[Dataset entries]
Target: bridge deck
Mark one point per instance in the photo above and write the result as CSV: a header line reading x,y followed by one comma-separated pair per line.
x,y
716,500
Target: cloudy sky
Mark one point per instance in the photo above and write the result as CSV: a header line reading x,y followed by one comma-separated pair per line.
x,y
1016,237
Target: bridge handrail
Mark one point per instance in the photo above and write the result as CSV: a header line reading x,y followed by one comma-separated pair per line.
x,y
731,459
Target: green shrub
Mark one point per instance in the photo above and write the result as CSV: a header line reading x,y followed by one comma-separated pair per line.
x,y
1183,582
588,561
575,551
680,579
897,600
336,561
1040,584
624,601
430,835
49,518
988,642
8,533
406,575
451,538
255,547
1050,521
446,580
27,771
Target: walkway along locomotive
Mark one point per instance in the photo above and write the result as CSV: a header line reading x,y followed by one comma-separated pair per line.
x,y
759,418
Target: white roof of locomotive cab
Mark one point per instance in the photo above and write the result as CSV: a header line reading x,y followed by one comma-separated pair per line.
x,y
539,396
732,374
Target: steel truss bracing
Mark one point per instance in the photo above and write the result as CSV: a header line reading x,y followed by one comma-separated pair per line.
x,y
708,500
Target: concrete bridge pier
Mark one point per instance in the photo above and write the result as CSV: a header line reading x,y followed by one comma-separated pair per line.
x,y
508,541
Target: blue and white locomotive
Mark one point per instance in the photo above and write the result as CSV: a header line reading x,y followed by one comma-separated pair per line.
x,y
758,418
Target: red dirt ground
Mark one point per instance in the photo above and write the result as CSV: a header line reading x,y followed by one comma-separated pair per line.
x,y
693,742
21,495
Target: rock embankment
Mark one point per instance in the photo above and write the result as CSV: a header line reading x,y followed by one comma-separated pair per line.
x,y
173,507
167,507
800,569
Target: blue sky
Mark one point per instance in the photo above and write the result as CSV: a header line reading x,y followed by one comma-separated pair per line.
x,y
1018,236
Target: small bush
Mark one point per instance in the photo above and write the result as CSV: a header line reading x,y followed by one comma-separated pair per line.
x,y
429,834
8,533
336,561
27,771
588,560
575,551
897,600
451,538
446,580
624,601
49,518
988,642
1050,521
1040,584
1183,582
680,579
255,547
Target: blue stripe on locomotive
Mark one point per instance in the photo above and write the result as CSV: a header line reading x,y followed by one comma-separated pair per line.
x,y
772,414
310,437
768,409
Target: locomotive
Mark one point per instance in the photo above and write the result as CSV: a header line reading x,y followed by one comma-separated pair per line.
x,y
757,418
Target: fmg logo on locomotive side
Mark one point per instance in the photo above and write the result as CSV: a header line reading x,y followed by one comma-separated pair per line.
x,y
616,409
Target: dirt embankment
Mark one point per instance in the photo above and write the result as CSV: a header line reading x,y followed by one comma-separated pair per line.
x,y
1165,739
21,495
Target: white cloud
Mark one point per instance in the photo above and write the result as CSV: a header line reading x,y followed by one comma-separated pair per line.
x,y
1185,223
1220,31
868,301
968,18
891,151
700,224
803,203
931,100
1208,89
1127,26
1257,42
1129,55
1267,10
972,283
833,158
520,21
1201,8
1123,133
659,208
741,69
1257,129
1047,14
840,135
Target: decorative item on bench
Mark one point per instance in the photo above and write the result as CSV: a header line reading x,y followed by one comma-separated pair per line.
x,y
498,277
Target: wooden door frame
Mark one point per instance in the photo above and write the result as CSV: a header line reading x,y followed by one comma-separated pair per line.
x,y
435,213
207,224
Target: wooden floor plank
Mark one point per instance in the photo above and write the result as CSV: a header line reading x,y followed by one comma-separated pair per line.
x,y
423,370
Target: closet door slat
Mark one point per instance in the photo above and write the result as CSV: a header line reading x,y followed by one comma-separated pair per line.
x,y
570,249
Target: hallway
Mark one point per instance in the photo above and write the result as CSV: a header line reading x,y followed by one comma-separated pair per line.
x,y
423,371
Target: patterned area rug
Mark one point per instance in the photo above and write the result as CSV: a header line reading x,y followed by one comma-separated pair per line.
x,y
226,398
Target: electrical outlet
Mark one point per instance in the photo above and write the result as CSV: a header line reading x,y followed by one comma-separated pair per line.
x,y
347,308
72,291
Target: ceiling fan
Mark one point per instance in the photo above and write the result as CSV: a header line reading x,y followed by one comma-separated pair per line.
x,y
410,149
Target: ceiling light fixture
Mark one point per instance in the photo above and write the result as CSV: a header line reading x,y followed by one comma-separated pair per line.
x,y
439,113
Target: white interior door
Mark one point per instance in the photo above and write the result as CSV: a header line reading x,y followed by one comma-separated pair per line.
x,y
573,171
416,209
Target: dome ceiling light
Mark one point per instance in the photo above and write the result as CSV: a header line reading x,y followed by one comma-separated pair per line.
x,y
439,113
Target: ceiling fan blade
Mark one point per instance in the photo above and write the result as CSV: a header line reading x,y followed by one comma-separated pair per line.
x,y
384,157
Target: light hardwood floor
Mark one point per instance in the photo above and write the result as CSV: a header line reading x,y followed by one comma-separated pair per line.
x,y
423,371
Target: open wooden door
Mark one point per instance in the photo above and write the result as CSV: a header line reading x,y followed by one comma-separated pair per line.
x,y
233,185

Exercise: Check each line above for the word "white", and copy the lines where it appears.

Problem solution:
Target: white roof of locomotive cab
Target: blue and white locomotive
Target: white cloud
Target: white interior door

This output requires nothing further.